* **Extrahierter Text**
  • Mich um meinen Nebenjob als Dozentin kümmern: Ich konnte meine Stundenzahl in der Bernd-Blindow-Schule etwas erhöhen und mein Seminar an der PH Weingarten zum Thema Textil-Ökologie wieder aufnehmen.  Zusätzlich nehme ich für zwei Jahre an einer Pädagogischen Nachqualifizierung für Direkteinsteiger teil, was anstrengend aber sehr bereichernd ist. Ich musste in diesem Zusammenhang ein paar Stunden fachlicher Fortbildung in Form eines Praktikums absolvieren, was ich bei der Firma Elmer & Zweifel in Bempflingen tun durfte. Diese Firma stellt unter der Marke Cotonea hauptsächlich IVN- und GOTS-zertifizierte Heimtextilien her. Das hat mein Fachwissen in Bezug auf Textilherstellung sehr erweitert, vor allem was die Zusammenhänge beim biologischen Anbau von Baumwolle betrifft. Auch in die Vorgänge bei der Zertifizierung der Bio-Baumwoll-Textilien konnte ich Einblick gewinnen. Ich hatte zusätzlich die Möglichkeit, die Firma Weidmann kennenzulernen, den Ausrüstungsbetrieb in Süssen, bei dem Elmer &  Zweifel die Textilien ökologisch veredeln lässt.  Das hat für mich viele neue Erkenntnisse gebracht, mich aber auch in meiner oben geäußerten Überzeugung bestärkt: Wir müssen unsere Verbrauchsgüter bei uns herstellen um die Kontrolle über Umweltschutz und Arbeitsrecht zu behalten. Und wir müssen die Kosten dafür tragen!!! Denn wer ehrlich ist, muss zugeben, dass die Verlagerung von Produktion immer nur erfolgt ist, um das Lohngefälle und die schwächeren Umweltschutzvorgaben zu unseren Gunsten auszunutzen. Leider war auch Elmer & Zweifel in der Vergangenheit dazu gezwungen, die Produktion ins Lohnkosten-günstigere Ausland zu verlagern: Es hätte zu wenige Kunden gegeben, die bereit gewesen wären, die Preise für eine Produktion in Bempflingen zu tragen. Man hat dann die Weberei und Näherei nach Tschechien verlagert und ich hatte sogar die Gelegenheit mir auch diesen Betrieb anzuschauen. Das war ebenfalls sehr interessant für mich, da mir eine Weberei noch nie so intensiv gezeigt wurde. Ich habe sogar den Weberknoten gelernt! Da man bei Elmer & Zweifel großen Wert auf faire Zusammenarbeit und höchste Qualität legt, sind die Preise für die Produkte immer noch sehr hoch. Aber es rechnet sich letztendlich trotzdem, denn die Bettwäsche hält einfach jahrzehntelang! Und das ist doch Nachhaltigkeit in Reinkultur, oder?

* **Datensätze**
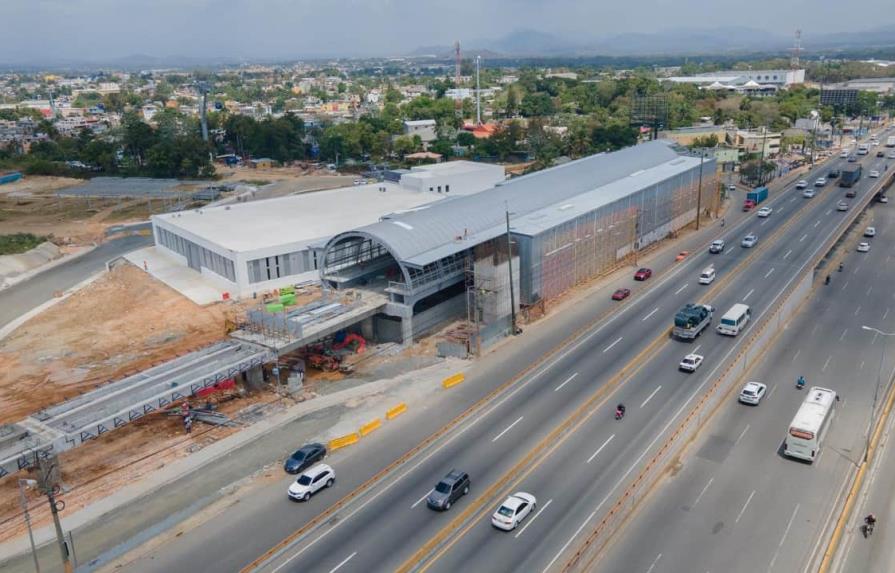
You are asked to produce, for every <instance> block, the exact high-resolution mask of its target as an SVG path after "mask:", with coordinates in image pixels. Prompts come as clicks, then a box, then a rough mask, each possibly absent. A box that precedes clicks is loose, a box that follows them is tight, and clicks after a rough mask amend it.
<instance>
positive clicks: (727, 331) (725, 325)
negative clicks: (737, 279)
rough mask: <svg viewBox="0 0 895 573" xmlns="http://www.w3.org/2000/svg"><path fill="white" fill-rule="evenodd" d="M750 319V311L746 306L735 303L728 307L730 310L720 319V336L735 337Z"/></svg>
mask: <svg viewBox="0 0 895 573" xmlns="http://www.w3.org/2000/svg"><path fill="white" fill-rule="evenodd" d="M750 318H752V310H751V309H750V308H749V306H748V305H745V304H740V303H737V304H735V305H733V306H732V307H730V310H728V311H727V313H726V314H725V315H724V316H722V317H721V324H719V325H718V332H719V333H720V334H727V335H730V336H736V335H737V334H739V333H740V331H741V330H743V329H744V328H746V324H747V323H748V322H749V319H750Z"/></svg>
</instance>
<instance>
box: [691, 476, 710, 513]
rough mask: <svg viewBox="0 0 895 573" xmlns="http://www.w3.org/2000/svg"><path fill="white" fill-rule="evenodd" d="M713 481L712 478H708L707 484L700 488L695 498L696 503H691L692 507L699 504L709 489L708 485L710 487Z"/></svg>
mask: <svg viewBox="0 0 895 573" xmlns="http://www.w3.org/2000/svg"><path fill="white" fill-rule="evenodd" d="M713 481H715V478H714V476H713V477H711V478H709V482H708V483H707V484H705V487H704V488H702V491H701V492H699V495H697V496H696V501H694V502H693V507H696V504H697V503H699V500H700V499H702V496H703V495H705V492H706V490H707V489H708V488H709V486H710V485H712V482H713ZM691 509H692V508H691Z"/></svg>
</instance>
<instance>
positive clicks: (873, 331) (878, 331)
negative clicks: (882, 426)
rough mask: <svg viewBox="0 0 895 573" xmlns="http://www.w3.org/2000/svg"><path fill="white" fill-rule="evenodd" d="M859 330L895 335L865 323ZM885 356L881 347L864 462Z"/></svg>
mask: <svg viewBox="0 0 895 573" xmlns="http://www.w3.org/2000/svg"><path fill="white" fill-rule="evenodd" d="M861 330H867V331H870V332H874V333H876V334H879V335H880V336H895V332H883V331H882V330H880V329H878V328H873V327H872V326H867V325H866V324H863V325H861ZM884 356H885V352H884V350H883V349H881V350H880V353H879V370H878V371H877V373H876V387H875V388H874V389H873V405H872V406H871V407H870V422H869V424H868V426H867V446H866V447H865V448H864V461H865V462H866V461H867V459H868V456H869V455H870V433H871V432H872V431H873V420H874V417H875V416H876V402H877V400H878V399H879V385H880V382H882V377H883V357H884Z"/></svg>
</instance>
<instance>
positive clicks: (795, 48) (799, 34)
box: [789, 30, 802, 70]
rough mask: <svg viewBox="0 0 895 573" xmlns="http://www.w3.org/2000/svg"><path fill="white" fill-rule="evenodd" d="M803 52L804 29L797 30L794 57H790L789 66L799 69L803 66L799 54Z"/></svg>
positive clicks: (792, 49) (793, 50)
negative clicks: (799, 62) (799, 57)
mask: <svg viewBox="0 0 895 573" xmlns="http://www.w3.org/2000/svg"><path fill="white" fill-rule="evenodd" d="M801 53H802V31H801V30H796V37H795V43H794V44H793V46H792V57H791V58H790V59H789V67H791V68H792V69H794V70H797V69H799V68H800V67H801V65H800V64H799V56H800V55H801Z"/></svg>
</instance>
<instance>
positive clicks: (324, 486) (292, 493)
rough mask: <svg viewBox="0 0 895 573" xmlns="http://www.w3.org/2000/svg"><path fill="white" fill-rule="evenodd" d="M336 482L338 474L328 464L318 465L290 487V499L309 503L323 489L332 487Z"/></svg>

* **Aufgaben**
A – Wohin hat Elmer & Zweifel laut dem extrahierten Text die Weberei und Näherei verlagert?
B – Welche Schulen, Hochschulen und Firmen nennt der extrahierte Text namentlich?
Die Datensätze haben mit dem extrahierten Text nichts zu tun.

* **Lösungen**
A – Nach Tschechien.

B –
- Bernd-Blindow-Schule
- PH Weingarten
- Elmer & Zweifel
- Weidmann